## [HOW TO COMPLETE THIS TASK]
Present the lines below again, exactly as they stand.

## [INFORMATION GIVEN]
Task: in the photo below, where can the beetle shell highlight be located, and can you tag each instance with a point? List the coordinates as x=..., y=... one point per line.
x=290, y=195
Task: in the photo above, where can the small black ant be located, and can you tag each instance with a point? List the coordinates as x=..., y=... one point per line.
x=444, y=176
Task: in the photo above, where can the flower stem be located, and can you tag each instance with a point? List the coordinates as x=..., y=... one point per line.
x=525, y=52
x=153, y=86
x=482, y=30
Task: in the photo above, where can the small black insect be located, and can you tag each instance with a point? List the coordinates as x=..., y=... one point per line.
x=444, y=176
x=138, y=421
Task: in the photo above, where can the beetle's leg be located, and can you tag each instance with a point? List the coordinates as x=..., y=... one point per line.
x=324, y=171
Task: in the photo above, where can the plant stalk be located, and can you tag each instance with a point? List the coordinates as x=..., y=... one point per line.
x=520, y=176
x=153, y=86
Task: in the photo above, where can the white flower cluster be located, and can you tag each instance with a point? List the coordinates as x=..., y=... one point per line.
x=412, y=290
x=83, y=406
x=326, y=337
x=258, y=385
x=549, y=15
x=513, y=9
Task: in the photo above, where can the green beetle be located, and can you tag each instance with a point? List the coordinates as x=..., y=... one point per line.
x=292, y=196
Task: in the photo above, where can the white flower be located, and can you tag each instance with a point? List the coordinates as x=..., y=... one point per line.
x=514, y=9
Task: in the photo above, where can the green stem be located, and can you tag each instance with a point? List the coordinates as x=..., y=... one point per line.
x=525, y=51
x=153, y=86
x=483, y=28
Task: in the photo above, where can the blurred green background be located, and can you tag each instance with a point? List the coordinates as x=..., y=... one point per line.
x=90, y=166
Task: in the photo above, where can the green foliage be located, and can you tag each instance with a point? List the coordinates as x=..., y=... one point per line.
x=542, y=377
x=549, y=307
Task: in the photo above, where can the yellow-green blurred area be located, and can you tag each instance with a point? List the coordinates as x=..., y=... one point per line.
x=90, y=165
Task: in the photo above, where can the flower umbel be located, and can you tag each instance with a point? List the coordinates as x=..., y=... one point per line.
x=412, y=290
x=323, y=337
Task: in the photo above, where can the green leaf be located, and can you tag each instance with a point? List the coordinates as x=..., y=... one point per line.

## [TASK ANSWER]
Task: in the photo below, where can the beetle shell highlight be located, and can you tag each instance with a point? List the coordinates as x=..., y=... one point per line.
x=290, y=195
Task: in the photo above, where can the small black ant be located, and can you tag each instance with a point? List the coordinates as x=..., y=... one point per line.
x=444, y=176
Task: in the photo above, where can the flower stem be located, and can you tag each instance with a point? List the coordinates as x=..., y=... one point per line.
x=525, y=52
x=153, y=86
x=482, y=30
Task: in the photo above, where can the small black insect be located, and can you tag each instance with a point? List the coordinates as x=..., y=... one point per line.
x=444, y=176
x=138, y=421
Task: in the photo above, where can the beetle's leg be located, and can you tag each instance with a point? List the coordinates as x=..., y=... one point per line.
x=324, y=171
Task: in the photo above, where can the plant stalk be located, and can you tag each instance with a point? List the coordinates as x=..., y=... one point per line.
x=520, y=176
x=153, y=86
Task: in the photo above, where can the white flower cluster be located, and can you tag each instance with a point? List the coordinates as x=..., y=... one point per line.
x=412, y=290
x=83, y=406
x=326, y=337
x=258, y=385
x=549, y=15
x=513, y=9
Task: in the photo above, where can the green beetle be located, and can you tag each instance with a point? List the coordinates as x=..., y=... one point per line.
x=292, y=196
Task: in the photo above, where can the white flower be located, and can you tag each instance with a point? List the coordinates as x=..., y=... one point per line.
x=514, y=9
Task: in the photo above, where can the green stem be located, and can you tag each instance with a point? List the coordinates as x=..., y=... one point per line.
x=525, y=51
x=153, y=86
x=483, y=28
Task: in the photo above, where can the blurred green background be located, and can you tag each instance with a point? List the coordinates as x=..., y=... one point per line.
x=90, y=166
Task: in the photo above, where can the green foliage be located, and can you tag each instance with a point? List the coordinates as x=..., y=... one point per line.
x=542, y=377
x=549, y=307
Task: in the photo above, where can the yellow-green blurred area be located, and can you tag each instance with a point? List the coordinates as x=..., y=... one point per line.
x=90, y=165
Task: in the photo above, where can the flower umbel be located, and can you tag each instance with a point? List the coordinates as x=..., y=... one point per line.
x=412, y=290
x=323, y=337
Task: in the photo above, where can the green leaf be located, and can you tag each instance with a point? List the coordinates as x=..., y=... one point per line.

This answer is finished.